SUPPLIED DATA START

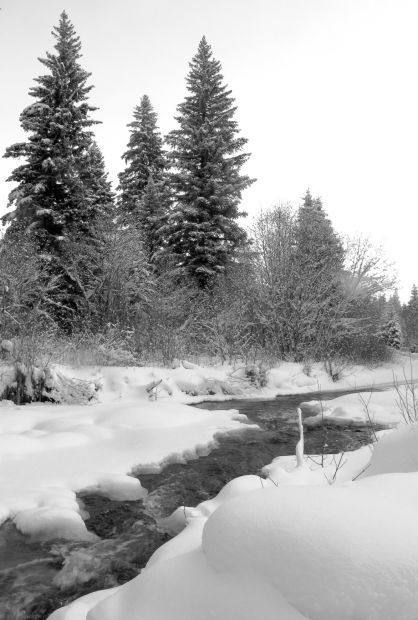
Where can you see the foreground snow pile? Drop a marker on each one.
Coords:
(273, 549)
(49, 452)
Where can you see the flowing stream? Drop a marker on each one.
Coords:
(37, 578)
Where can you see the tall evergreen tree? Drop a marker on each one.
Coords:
(391, 332)
(410, 315)
(144, 158)
(202, 233)
(317, 268)
(62, 194)
(52, 198)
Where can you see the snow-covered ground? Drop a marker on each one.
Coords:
(49, 452)
(306, 542)
(292, 546)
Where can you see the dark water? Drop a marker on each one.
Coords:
(37, 578)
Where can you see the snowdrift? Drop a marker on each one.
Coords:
(291, 546)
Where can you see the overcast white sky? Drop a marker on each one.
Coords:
(327, 94)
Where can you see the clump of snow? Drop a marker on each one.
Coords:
(360, 409)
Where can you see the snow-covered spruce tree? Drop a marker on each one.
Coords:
(410, 316)
(62, 192)
(391, 332)
(152, 214)
(318, 265)
(144, 158)
(202, 233)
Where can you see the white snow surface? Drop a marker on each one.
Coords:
(288, 550)
(308, 542)
(49, 452)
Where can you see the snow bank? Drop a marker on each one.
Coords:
(50, 452)
(360, 409)
(289, 549)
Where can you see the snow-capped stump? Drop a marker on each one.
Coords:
(58, 388)
(333, 552)
(6, 348)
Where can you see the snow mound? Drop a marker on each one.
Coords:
(333, 552)
(360, 409)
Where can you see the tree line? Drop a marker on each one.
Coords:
(162, 268)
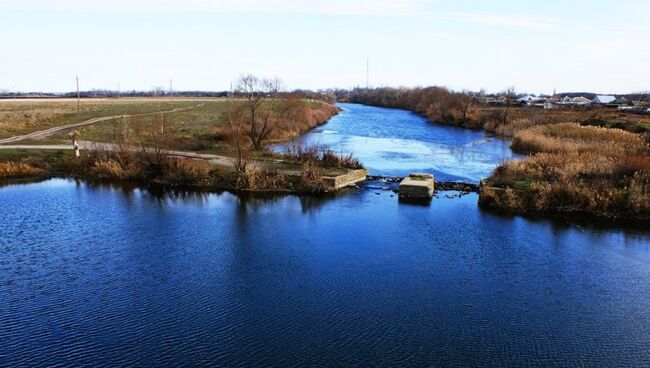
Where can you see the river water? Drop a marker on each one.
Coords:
(109, 276)
(396, 142)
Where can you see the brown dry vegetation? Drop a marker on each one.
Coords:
(597, 171)
(17, 169)
(445, 106)
(321, 156)
(591, 161)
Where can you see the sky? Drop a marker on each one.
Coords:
(536, 47)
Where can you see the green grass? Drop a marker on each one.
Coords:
(22, 117)
(192, 128)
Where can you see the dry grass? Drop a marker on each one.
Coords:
(573, 138)
(17, 169)
(321, 156)
(598, 171)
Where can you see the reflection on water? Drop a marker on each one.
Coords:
(397, 142)
(111, 275)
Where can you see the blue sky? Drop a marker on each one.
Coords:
(599, 46)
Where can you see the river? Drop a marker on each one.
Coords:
(105, 275)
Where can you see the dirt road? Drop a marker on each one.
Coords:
(41, 134)
(87, 145)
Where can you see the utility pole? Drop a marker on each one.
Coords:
(171, 91)
(78, 96)
(367, 72)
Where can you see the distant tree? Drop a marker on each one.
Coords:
(510, 95)
(261, 102)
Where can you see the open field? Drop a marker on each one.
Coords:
(18, 117)
(156, 141)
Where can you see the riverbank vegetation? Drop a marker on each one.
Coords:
(586, 161)
(574, 169)
(157, 143)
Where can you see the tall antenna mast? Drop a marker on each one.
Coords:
(367, 72)
(78, 96)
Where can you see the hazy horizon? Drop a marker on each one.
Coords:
(594, 46)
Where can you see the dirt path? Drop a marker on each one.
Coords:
(87, 145)
(41, 134)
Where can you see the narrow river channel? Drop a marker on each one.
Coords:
(113, 276)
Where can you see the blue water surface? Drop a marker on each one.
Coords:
(100, 275)
(396, 142)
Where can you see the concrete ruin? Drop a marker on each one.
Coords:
(418, 185)
(336, 182)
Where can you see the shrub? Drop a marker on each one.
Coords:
(17, 169)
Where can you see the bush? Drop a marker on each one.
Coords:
(17, 169)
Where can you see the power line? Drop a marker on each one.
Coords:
(367, 72)
(78, 95)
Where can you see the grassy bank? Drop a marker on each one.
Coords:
(262, 172)
(594, 162)
(574, 169)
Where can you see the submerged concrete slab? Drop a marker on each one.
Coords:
(417, 185)
(337, 182)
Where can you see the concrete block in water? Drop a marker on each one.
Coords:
(417, 186)
(337, 182)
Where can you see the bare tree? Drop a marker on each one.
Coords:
(236, 133)
(260, 97)
(510, 95)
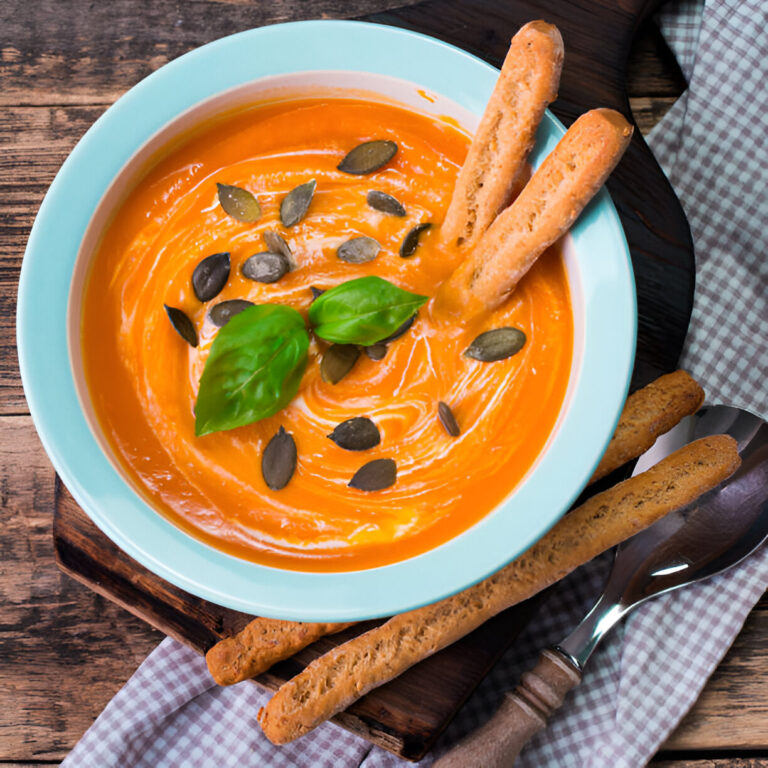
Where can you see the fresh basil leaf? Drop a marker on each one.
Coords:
(362, 311)
(254, 368)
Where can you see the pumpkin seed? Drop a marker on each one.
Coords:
(278, 462)
(238, 203)
(381, 201)
(210, 276)
(411, 241)
(368, 157)
(337, 362)
(496, 344)
(276, 244)
(220, 314)
(375, 475)
(182, 325)
(265, 267)
(356, 434)
(447, 419)
(358, 250)
(376, 351)
(296, 203)
(401, 331)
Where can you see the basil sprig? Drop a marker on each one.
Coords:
(258, 358)
(362, 311)
(254, 368)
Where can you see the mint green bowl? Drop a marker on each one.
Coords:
(343, 54)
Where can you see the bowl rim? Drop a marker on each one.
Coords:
(585, 429)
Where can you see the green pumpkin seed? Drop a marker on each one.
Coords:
(220, 314)
(239, 203)
(356, 434)
(411, 241)
(376, 351)
(358, 250)
(381, 201)
(447, 419)
(276, 243)
(296, 203)
(210, 276)
(278, 462)
(368, 157)
(375, 475)
(182, 325)
(265, 267)
(497, 344)
(337, 362)
(401, 331)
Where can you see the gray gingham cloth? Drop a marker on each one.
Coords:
(640, 683)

SUPPLIED DATA END

■ **WORK INSTRUCTION**:
Images stay out, but the rest of the data above must be repeated exactly.

■ **OUTPUT OF THE EXERCISE**:
Where can you see the foreground snow pile? Drop a marker on each one.
Coords:
(273, 549)
(49, 452)
Where can you see the flowing stream? Drop a marker on each one.
Coords:
(37, 578)
Where can you see the tall evergreen tree? Drop a marker on each one.
Coords:
(391, 332)
(410, 315)
(144, 158)
(202, 233)
(317, 268)
(62, 194)
(52, 198)
Where can you see the snow-covered ground? Drop a marker on each one.
Coords:
(49, 452)
(306, 542)
(292, 546)
Where can you see the dark water? Drop a marker on each one.
Coords:
(37, 578)
Where can you see the snowdrift? Drop a marker on each one.
Coords:
(291, 546)
Where can you see the overcast white sky? Drop a marker on each one.
Coords:
(327, 94)
Where can you see the clump of snow? Drop a marker on each one.
Coords:
(360, 409)
Where can you see the snow-covered spruce tree? Drop a marker on each one.
Coords:
(410, 316)
(62, 192)
(391, 332)
(152, 214)
(318, 265)
(144, 158)
(202, 233)
Where can you see the white snow surface? Drop a marker on each one.
Coords:
(288, 550)
(308, 542)
(49, 452)
Where can you see the snow bank? Drop a marker on each one.
Coords:
(50, 452)
(360, 409)
(289, 549)
Where can you see the snow-capped stump? Drop a marker on each one.
Coords:
(58, 388)
(333, 552)
(6, 348)
Where can you see the snow mound? Drop a marker on each one.
Coords:
(333, 552)
(360, 409)
Where can you see the tree line? Drop a marker on each one.
Coords:
(162, 268)
Where can you see the river water? Drop a marker on each one.
Coords:
(109, 276)
(396, 142)
Where can you see the brown dry vegetation? Drop a marker on each one.
Coords:
(597, 171)
(17, 169)
(445, 106)
(321, 156)
(591, 161)
Where can you see the sky? Drop a marker on each one.
Coords:
(536, 47)
Where can you see the green grass? Drop a marker on each one.
Coords:
(22, 117)
(192, 128)
Where can you see the dry grass? Drop a marker on each one.
Coords:
(573, 138)
(17, 169)
(321, 156)
(598, 171)
Where can you see the reflection on water? Drop a marker on each one.
Coords:
(397, 142)
(111, 275)
Where can you see the blue sky? Drop a marker on each one.
Coords:
(599, 46)
Where can you see the river? Drop a marker on each one.
Coords:
(105, 275)
Where can you see the dirt road? Drop a marker on each one.
Coords:
(41, 134)
(87, 145)
Where can you see the utility pole? Drop a marker on each one.
Coords:
(171, 91)
(78, 96)
(367, 72)
Where can you see the distant tree? Drop a marker on each one.
Coords:
(510, 95)
(261, 102)
Where can you see the open field? Drop a marker on each one.
Coords:
(18, 117)
(156, 141)
Where can you see the riverbank vegetation? Drop a marker on each one.
Coords:
(586, 161)
(574, 169)
(157, 143)
Where can you see the tall antenna mast? Drop a marker on each one.
Coords:
(367, 72)
(78, 96)
Where can you see the hazy horizon? Drop a marker on each one.
Coords:
(594, 46)
Where can you see the dirt path? Drop a marker on each one.
Coords:
(87, 145)
(41, 134)
Where can you see the narrow river channel? Drop a marker on each one.
Coords:
(113, 276)
Where can you see the blue water surface? Drop a marker on each one.
Coords:
(100, 275)
(396, 142)
Where can you see the concrete ruin? Drop a marker on each one.
Coords:
(418, 185)
(336, 182)
Where can you see the shrub? Drop a marker on each one.
Coords:
(17, 169)
Where can you see the bush? Drop a marker on each one.
Coords:
(17, 169)
Where can you see the power line? Drop a marker on each one.
Coords:
(367, 72)
(78, 95)
Where can you see the grassy bank? Drop a marker on each one.
Coords:
(262, 172)
(594, 162)
(574, 169)
Where can you see the submerged concrete slab? Drop a marker on each one.
Coords:
(417, 185)
(337, 182)
Where can you see the concrete block in water? Drop a marker on each one.
Coords:
(417, 186)
(337, 182)
Where can you see the bare tree? Drop a marker on each one.
Coords:
(236, 133)
(260, 97)
(510, 95)
Where can you see the fresh basil leaf? Drop a marker on each one.
Coords:
(362, 311)
(254, 368)
Where can you see the pumpkin seed? Drop a marker on each one.
Coords:
(278, 462)
(238, 203)
(381, 201)
(210, 276)
(411, 241)
(368, 157)
(337, 362)
(496, 344)
(276, 244)
(220, 314)
(375, 475)
(182, 325)
(265, 267)
(356, 434)
(447, 419)
(358, 250)
(376, 351)
(296, 203)
(401, 331)
Where can you see the basil sprig? Drop a marker on each one.
Coords:
(258, 358)
(362, 311)
(254, 368)
Where can you see the mint green bowl? Drop a marker on each one.
Coords:
(343, 54)
Where can you see the bowl rim? Drop a marker on each one.
Coords:
(585, 429)
Where can you see the green pumpkin seed? Drop a marker on each one.
Coords:
(220, 314)
(239, 203)
(356, 434)
(411, 241)
(376, 351)
(358, 250)
(381, 201)
(447, 419)
(276, 243)
(296, 203)
(210, 276)
(278, 462)
(368, 157)
(375, 475)
(182, 325)
(265, 267)
(497, 344)
(337, 362)
(401, 331)
Where can you see the gray gingham cloth? Drop a marker on each one.
Coords:
(640, 683)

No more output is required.